(Data for this task)

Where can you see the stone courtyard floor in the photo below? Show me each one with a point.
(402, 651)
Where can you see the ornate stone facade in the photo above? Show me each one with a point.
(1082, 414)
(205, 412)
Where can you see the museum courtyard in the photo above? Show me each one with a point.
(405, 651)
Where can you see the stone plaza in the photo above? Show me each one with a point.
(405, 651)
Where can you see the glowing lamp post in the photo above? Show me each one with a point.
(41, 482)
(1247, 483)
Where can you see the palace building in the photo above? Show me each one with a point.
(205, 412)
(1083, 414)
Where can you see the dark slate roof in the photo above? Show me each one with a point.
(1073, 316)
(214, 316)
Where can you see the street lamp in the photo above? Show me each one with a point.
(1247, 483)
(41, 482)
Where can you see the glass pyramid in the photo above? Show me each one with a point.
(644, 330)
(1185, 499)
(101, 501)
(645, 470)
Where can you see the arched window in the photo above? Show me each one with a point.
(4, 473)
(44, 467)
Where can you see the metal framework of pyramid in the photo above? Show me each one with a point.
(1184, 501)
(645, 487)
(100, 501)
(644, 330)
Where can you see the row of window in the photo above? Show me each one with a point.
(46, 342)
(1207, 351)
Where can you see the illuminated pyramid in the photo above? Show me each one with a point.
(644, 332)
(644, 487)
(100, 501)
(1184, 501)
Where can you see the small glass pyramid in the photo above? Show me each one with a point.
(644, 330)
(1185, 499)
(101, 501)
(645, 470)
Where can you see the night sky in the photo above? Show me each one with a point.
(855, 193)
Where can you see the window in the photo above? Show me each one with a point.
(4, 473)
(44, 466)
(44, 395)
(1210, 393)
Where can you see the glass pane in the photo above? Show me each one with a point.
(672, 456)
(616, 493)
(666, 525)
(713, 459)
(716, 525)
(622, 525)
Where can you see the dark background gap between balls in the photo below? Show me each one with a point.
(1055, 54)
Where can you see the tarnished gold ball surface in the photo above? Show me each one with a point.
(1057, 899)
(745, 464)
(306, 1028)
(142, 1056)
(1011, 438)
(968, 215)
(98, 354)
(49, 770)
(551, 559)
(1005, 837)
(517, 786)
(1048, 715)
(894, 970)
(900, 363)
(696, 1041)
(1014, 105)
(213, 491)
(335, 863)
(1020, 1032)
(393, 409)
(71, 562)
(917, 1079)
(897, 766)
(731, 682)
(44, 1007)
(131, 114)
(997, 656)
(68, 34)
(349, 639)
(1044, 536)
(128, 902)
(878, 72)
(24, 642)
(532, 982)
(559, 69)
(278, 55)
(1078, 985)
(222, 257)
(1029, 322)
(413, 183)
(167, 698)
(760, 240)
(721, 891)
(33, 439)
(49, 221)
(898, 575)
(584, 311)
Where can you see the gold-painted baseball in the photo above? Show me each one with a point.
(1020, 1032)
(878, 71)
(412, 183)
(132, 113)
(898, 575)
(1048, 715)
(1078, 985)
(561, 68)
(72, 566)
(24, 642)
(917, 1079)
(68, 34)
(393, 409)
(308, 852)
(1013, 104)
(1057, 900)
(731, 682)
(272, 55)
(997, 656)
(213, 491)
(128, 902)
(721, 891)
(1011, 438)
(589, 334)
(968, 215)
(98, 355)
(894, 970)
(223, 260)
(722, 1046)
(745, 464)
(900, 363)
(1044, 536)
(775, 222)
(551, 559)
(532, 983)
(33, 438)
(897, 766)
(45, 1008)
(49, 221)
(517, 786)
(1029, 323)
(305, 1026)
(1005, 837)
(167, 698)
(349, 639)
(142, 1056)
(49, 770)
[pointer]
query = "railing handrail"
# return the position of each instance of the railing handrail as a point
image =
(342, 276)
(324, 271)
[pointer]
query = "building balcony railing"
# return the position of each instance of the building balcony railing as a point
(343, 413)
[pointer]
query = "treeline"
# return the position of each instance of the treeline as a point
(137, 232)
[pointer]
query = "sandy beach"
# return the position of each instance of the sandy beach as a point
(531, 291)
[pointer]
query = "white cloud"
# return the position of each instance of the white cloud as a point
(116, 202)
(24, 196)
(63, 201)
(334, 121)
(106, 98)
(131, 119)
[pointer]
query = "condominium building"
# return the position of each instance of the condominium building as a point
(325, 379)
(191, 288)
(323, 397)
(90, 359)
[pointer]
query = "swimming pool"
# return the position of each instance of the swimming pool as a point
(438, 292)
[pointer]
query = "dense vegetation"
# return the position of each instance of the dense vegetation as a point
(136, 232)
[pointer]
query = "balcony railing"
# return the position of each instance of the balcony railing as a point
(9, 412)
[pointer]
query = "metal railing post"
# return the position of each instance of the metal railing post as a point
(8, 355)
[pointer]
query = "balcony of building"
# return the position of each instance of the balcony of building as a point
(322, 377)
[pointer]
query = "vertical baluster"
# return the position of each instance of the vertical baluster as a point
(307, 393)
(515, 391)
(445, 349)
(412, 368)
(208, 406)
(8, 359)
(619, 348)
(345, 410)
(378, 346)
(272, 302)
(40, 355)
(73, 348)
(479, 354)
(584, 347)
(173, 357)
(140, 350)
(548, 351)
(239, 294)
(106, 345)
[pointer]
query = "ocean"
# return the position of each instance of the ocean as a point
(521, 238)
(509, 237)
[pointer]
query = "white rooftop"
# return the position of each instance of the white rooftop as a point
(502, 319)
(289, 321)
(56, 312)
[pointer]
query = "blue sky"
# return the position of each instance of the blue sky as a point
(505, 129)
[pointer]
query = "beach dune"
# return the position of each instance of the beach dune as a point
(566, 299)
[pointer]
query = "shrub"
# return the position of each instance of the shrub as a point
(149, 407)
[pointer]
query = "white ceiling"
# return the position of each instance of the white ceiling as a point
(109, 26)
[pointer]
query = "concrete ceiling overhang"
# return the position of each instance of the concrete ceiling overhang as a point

(End Data for this task)

• _Problem statement_
Whenever a line of the data above includes the word "handrail", copy that line.

• _Solution to the problem_
query = "railing handrail"
# return the position of each instance of the railing handrail as a point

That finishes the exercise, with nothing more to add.